What you are asked to do: Can you lay out every line of the records below as a JSON list of strings, one string per line, with blank lines dropped? Leave the pictures out of your answer.

— START Dataset records —

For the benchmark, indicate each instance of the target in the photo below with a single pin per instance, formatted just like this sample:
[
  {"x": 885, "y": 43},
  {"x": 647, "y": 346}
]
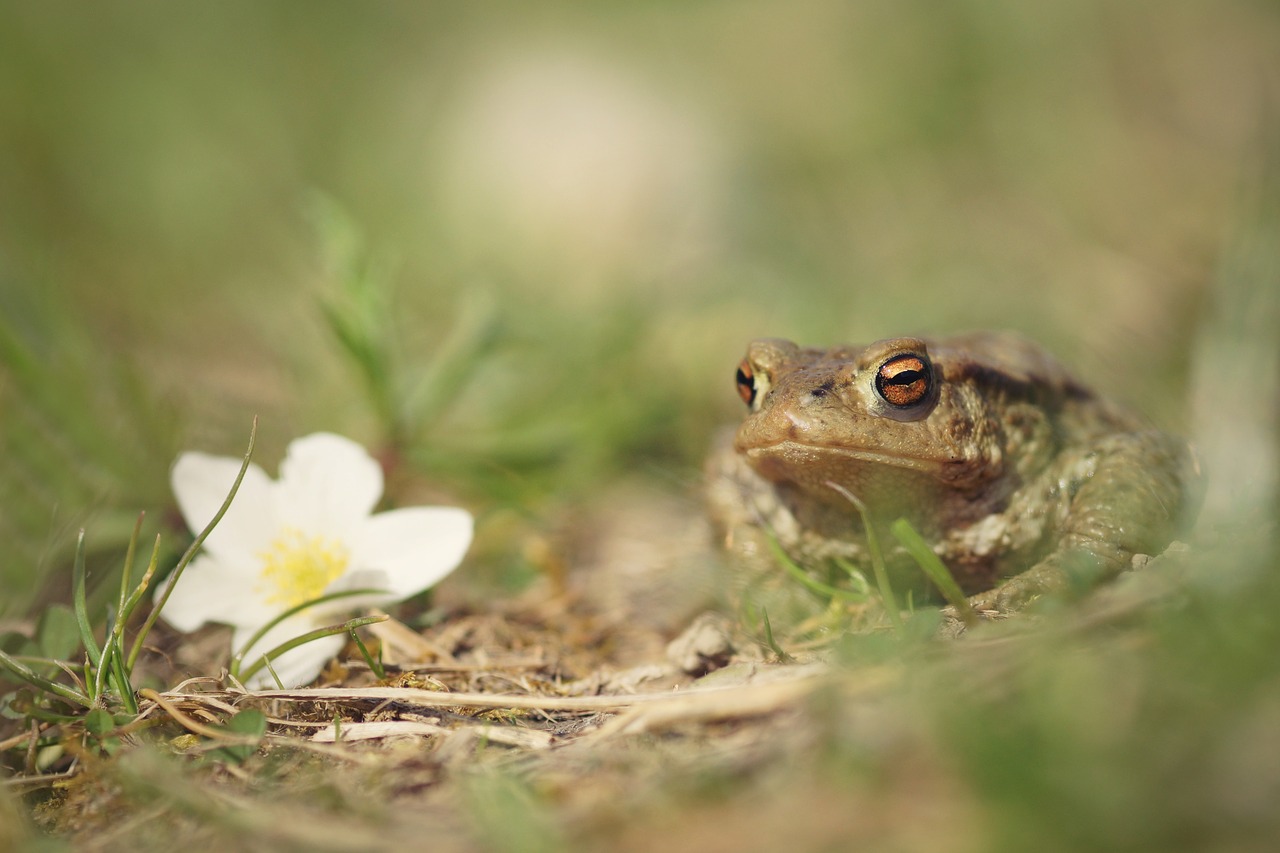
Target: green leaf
[
  {"x": 932, "y": 566},
  {"x": 248, "y": 724},
  {"x": 58, "y": 633},
  {"x": 86, "y": 628},
  {"x": 99, "y": 721}
]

— END Dataset records —

Task response:
[
  "For the benchmark, indicate each instance of the target in the photo below with a single pin per instance, formatted just like this sample:",
  "[",
  "  {\"x\": 885, \"y\": 43},",
  "  {\"x\": 647, \"y\": 346}",
  "]",
  "Target: green leaf",
  "[",
  "  {\"x\": 932, \"y\": 566},",
  "  {\"x\": 248, \"y\": 724},",
  "  {\"x\": 58, \"y\": 633},",
  "  {\"x\": 86, \"y\": 628},",
  "  {\"x\": 99, \"y\": 721}",
  "]"
]